■ **Trecho selecionado**
Tenho a certeza de que já lhe falei de Guillaumet, o amigo de Saint-Exupéry – piloto e autor do “O Pequeno Príncipe”. Mas deixe-me relembrar-lhe a história, uma das minhas preferidas.

Guillaumet, era também piloto, transportando o correio entre a Europa e a América. Um dia foi apanhado numa tempestade e forçado a aterrar nas neves dos Andes. Enrolado nos sacos do correio que transportava, esperou 48 horas que os aviões de reconhecimento o encontrassem, mas em vão. Sem víveres nem roupas adequadas para se proteger do frio, a sua única hipótese de sobrevivência era caminhar para não morrer de frio. Caminhou cinco dias e quatro noites sem parar até que, exausto e quase no limite das forças, escorregou e caiu. Faltava-lhe coragem para continuar e deixou-se ficar, tentado a ceder ao desejo de adormecer. Deixar-se morrer de frio, ao que parece, pode ser tentador nesta situação pois é fácil adormecer e não acordar mais. 

Quando começou a sentir-se invadido pelo torpor, Guillaumet pensou na mulher e ocorreu-lhe que o seu seguro de vida a salvaria da miséria. Porém, caído como estava numa encosta, quando a neve derretesse na Primavera, o seu corpo rolaria para o fundo de um abismo e nunca seria encontrado. Ocorreu-lhe então que, em caso de desaparecimento, a morte legal era declarada apenas após quatro anos e que, até lá, a sua mulher monetariamente nada receberia.  

A possibilidade dela ficar reduzida à miséria foi-lhe tão insuportável que Guillaumet levantou a cabeça; cinquenta metros mais à frente viu um rochedo e pensou que, se se arrastasse até lá e se encostasse a ele, o seu corpo seria encontrado mesmo depois do degelo. Então, graças a um esforço sobre-humano, levantou-se. Depois de estar em pé, Guillaumet caminhou mais três dias e duas noites e foi finalmente encontrado e salvo. 

Quando interrogado sobre como fez para conseguir caminhar numa situação aparentemente tão desesperada, ele disse: “O que salva é dar um passo. Mais um passo. Sempre o mesmo passo, reiniciado…” 

Ele confiou que o mais difícil foi controlar a sua mente e as suas infindáveis especulações. Por isso, para poder continuar, teve de concentrar-se apenas em dar “um passo de cada vez”. 

Assim, quer o momento seja de felicidade intensa, de grande dificuldade ou aparentemente banal, aprender a reconhecer o seu carácter único, e vivê-lo instante a instante é sempre o que nos salva.

Uma outra dica quando enfrentamos situações difíceis, consiste em não deixar que a dificuldade ocupe a nossa mente por completo. Por exemplo Vidyamala Burch, fundadora da Breathworks e dos programas de gestão da dor através da Mindfullness, conta como, um dia, no meio de uma intensa dor física, numa cama de hospital, por um instante a sua atenção foi cativada pela luz que entrava no quarto e o toque macio dos lençóis da sua cama. Naquele momento, a dor estava presente, mas estavam também presentes outras sensações, algumas delas agradáveis.

(Dados de expressões referenciais)
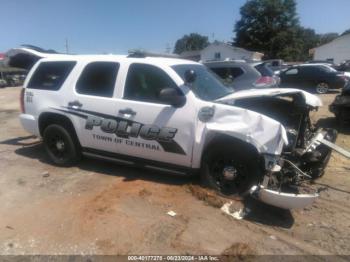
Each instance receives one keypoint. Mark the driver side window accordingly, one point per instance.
(144, 83)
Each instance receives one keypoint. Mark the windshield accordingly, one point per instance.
(264, 70)
(207, 86)
(328, 68)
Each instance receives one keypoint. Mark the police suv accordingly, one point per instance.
(170, 114)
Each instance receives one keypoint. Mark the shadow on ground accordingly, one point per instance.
(259, 212)
(266, 214)
(35, 150)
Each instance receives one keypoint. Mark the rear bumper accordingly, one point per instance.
(30, 124)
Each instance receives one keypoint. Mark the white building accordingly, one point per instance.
(219, 51)
(337, 51)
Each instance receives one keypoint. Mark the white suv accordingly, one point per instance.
(173, 115)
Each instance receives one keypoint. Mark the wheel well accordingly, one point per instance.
(46, 119)
(225, 140)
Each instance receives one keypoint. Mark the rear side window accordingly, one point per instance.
(51, 75)
(98, 79)
(264, 70)
(144, 83)
(228, 72)
(293, 71)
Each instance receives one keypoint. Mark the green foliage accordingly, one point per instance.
(346, 32)
(328, 37)
(270, 26)
(191, 42)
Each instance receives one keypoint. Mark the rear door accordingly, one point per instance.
(155, 130)
(291, 77)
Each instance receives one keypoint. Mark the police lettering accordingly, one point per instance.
(124, 129)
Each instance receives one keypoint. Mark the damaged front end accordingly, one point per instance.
(286, 183)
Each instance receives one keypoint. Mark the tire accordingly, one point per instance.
(61, 146)
(231, 170)
(322, 88)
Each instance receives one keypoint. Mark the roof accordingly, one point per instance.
(333, 41)
(234, 48)
(157, 60)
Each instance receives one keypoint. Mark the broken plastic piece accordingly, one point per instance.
(239, 215)
(283, 200)
(171, 213)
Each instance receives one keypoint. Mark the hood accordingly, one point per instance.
(310, 99)
(26, 57)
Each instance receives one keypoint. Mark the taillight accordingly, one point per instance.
(21, 101)
(344, 77)
(264, 80)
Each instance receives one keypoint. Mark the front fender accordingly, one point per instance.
(266, 134)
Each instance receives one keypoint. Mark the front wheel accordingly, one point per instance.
(61, 146)
(230, 169)
(322, 88)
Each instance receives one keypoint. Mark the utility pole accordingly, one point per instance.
(168, 48)
(67, 49)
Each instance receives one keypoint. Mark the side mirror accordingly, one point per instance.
(190, 76)
(172, 96)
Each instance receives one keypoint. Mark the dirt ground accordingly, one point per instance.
(103, 208)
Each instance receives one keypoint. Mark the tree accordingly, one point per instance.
(191, 42)
(309, 40)
(328, 37)
(346, 32)
(269, 26)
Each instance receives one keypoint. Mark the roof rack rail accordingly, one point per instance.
(141, 54)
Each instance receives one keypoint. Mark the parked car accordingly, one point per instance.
(3, 83)
(341, 106)
(241, 75)
(173, 115)
(317, 78)
(276, 65)
(345, 66)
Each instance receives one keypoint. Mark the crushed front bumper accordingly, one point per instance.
(312, 162)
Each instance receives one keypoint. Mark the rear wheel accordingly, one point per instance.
(61, 146)
(230, 170)
(322, 88)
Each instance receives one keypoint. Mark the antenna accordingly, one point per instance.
(67, 49)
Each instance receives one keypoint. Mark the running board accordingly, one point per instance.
(282, 200)
(134, 163)
(335, 147)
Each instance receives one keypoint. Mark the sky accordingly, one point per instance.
(115, 26)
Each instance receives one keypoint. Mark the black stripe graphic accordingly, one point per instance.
(168, 146)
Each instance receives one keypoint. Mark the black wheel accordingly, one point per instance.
(61, 146)
(322, 88)
(231, 170)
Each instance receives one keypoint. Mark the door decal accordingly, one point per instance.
(126, 128)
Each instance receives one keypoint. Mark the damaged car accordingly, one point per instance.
(173, 115)
(341, 106)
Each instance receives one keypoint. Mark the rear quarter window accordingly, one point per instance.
(51, 75)
(264, 70)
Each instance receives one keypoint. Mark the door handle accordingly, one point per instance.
(75, 104)
(127, 111)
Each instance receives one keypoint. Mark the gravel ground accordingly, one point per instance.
(103, 208)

■ **Instrução de trabalho 1**
Responda com base no trecho:
(a) Por quantas horas Guillaumet esperou pelos aviões de reconhecimento?
(b) A que distância estava o rochedo que ele avistou ao levantar a cabeça?
(c) De que é fundadora Vidyamala Burch?
■ **Instrução de trabalho 2**
Segundo o trecho, por que Guillaumet decidiu arrastar-se até o rochedo?
■ **Instrução de trabalho 3**
Indique se cada afirmação está de acordo com o trecho:
(a) Guillaumet caminhou cinco dias e quatro noites antes de cair.
(b) Os aviões de reconhecimento o encontraram ao fim de 48 horas.
(c) Depois de se levantar, Guillaumet caminhou mais uma semana até ser salvo.
As entradas não são usadas aqui.

■ **Sua solução 1**
(a) 48 horas.
(b) Cinquenta metros mais à frente.
(c) Da Breathworks e dos programas de gestão da dor através da Mindfullness.

■ **Sua solução 2**
Encostado ao rochedo, o seu corpo seria encontrado mesmo depois do degelo. Caso contrário, rolaria para um abismo e, em caso de desaparecimento, a morte legal só seria declarada após quatro anos, período em que a mulher nada receberia do seguro de vida.

■ **Sua solução 3**
(a) Sim: "Caminhou cinco dias e quatro noites sem parar até que, exausto e quase no limite das forças, escorregou e caiu."
(b) Não: "esperou 48 horas que os aviões de reconhecimento o encontrassem, mas em vão."
(c) Não: "Guillaumet caminhou mais três dias e duas noites e foi finalmente encontrado e salvo."